Gather up every line from the entries below that uses the word "bell".

□ □ □ □ □

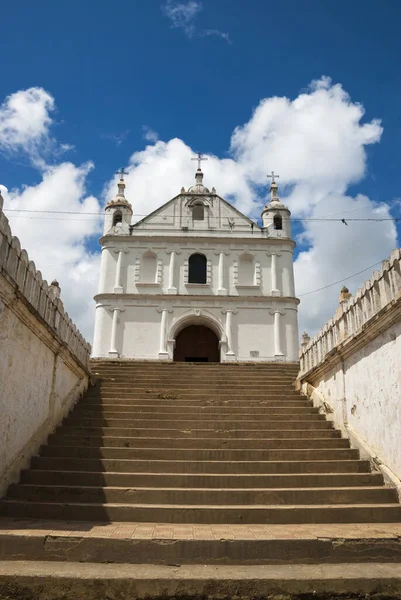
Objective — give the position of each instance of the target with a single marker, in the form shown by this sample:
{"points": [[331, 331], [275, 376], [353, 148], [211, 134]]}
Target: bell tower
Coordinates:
{"points": [[276, 216], [118, 212]]}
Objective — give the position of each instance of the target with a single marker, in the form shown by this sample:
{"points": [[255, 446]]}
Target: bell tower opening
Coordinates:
{"points": [[196, 343]]}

□ □ □ □ □

▶ **REPLY TO THE EXERCISE**:
Target: bell tower
Target: bell tower opening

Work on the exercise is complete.